### MATERIAL PROVIDED
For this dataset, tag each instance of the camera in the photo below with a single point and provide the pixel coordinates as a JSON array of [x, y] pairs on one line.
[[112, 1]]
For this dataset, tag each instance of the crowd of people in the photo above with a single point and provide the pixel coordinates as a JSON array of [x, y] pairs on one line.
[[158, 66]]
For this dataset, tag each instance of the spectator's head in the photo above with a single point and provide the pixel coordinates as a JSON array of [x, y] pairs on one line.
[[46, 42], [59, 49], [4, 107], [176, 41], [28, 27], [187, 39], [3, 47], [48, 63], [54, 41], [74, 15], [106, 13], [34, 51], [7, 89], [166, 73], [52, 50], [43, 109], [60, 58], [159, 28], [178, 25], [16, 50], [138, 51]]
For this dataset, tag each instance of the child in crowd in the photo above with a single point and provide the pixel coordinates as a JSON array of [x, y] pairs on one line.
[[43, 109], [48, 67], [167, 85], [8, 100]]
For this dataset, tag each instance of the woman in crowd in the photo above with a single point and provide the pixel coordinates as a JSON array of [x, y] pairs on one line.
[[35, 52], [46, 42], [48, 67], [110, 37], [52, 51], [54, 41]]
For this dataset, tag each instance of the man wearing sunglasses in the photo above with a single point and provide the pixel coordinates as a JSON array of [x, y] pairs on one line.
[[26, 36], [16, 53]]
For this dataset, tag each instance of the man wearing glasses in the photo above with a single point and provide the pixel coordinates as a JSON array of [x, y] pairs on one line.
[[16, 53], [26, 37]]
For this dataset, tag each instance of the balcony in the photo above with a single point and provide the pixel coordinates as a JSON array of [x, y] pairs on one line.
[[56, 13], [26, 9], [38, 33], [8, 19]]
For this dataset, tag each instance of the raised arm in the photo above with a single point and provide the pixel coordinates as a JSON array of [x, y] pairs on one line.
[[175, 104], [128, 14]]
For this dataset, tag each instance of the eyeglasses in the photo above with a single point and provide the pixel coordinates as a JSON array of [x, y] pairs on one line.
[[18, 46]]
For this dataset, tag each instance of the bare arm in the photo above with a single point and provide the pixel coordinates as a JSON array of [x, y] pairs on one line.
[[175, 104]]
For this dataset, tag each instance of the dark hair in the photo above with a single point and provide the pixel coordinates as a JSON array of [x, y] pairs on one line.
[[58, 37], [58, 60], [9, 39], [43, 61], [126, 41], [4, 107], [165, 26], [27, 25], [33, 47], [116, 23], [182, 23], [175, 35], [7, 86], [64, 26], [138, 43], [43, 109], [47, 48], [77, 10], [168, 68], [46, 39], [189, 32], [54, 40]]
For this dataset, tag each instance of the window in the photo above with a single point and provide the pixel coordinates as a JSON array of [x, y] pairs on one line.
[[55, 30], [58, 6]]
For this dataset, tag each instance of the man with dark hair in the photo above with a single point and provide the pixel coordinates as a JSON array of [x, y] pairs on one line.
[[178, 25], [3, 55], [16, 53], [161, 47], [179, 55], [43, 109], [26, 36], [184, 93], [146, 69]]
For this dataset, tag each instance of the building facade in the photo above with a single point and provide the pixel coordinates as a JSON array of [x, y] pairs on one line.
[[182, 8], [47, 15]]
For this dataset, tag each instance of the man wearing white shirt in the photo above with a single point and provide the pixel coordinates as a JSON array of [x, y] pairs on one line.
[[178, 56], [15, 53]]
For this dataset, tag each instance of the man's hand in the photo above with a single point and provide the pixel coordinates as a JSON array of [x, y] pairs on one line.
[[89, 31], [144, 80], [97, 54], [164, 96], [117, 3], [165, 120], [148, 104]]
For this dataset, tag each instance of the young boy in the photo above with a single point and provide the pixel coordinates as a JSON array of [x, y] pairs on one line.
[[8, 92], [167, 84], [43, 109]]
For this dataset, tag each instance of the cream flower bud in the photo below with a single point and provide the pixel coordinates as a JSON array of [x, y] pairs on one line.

### TASK INSTRUCTIONS
Reproduce each line of the material exactly as given.

### ANSWER TO THIS PROBLEM
For this dataset, tag each instance of the camera in the photo below with a single point and provide the pixel coordinates as a JSON array of [x, y] pairs on one line.
[[112, 1]]
For this dataset, tag each instance of the crowd of people in the photo above with a single point and provide the pixel coordinates as a JSON array of [x, y] pairs on one line.
[[158, 66]]
For this dataset, tag each instance of the spectator's head in the photo above with a single point and provide the pixel coordinates as a JSON array of [x, y] pairs on one line.
[[46, 42], [59, 49], [4, 107], [176, 41], [28, 27], [187, 39], [3, 47], [48, 63], [54, 41], [74, 15], [106, 13], [34, 51], [7, 89], [166, 73], [52, 50], [43, 109], [60, 58], [159, 28], [178, 25], [16, 50], [138, 51]]
For this dataset, tag each instance of the child in crowd in the photo above with a single point and provide the pixel coordinates as a JSON array of [x, y] pairs on one line.
[[43, 109], [48, 67], [167, 85], [8, 100]]
For this dataset, tag each instance of the woman in crowd in the photo above with a single point and provide the pixel coordinates as a JSON array of [x, y] pairs on one line.
[[35, 52], [46, 42], [48, 67], [110, 37], [52, 51], [54, 41]]
For this dataset, tag each instance of the man wearing sunglasses in the photo above with a single point and provide the pixel coordinates as a JSON array of [x, y] pairs on one line.
[[26, 36], [16, 53]]
For this dataset, tag each instance of the man wearing glasses in the photo above with a single point and provide the pixel coordinates as a JSON array of [x, y] pairs on one line.
[[16, 53], [26, 37]]
For this dataset, tag each instance of the balcony in the photo above with a single point and provide the pixel coordinates as a JSON array of [x, y] pairs on one line.
[[56, 13], [26, 9], [38, 33], [8, 19]]
For this dataset, tag each instance of the raised arm in the photo above with a single point and provide the pixel coordinates as a JSON array of [x, y] pairs on one line.
[[175, 104], [128, 14]]
For this dataset, tag each instance of the eyeglasses in the photo above with a single point and provide the pixel coordinates as a JSON array of [x, y] pairs on one line.
[[18, 46]]
For this dataset, tag each instance of the bare arm in the photo above with a single point and provide the pixel coordinates as a JSON array of [x, y] pairs on one line.
[[175, 104]]
For this dataset, tag each instance of the dark hair in the photo above with a single point and provide the pixel coordinates as a JSON array of [x, y] pairs on one line.
[[58, 37], [58, 60], [9, 39], [43, 61], [126, 41], [4, 107], [165, 26], [27, 25], [33, 47], [116, 23], [182, 23], [175, 35], [7, 86], [64, 26], [138, 43], [43, 109], [47, 48], [77, 10], [168, 68], [46, 39], [189, 32], [54, 40]]
For this dataset, tag each instance of the window in the photo above with a single point and provide the pixel coordinates as a JSON array of [x, y] pairs on one line.
[[55, 30], [58, 6]]
For this dataset, tag each instance of the man with dark hair in the photo above with a single point and provide the pixel coordinates as a JSON array of [x, y] pairs on one line.
[[178, 25], [3, 55], [16, 53], [161, 47], [179, 55], [43, 109], [26, 36], [184, 93], [146, 69]]
For this dataset, tag each instance of the building facade in the photo above with a single point and provide the pixel coordinates as a JSON array of [x, y] pairs on one line.
[[182, 8], [47, 15]]
For this dataset, tag each instance of the man wearing white shirt in the photo above with a single point and provide the pixel coordinates as a JSON array of [x, y] pairs on one line.
[[178, 56], [15, 53]]
For this dataset, tag each instance of the man's hand in the photo above with a single point and provide the pixel coordinates as a JSON array of [x, y] pairs on one line.
[[89, 31], [144, 80], [97, 54], [164, 96], [117, 3], [165, 120], [148, 104]]
For this dataset, tag each instance of the young boy in the photo above with a single point and provide the pixel coordinates as a JSON array of [x, y] pairs on one line.
[[8, 92], [167, 84], [43, 109]]
For this dataset, tag each instance of the cream flower bud in the photo below with a single point and provide the pixel coordinates as a JSON array of [x, y] pairs on one line.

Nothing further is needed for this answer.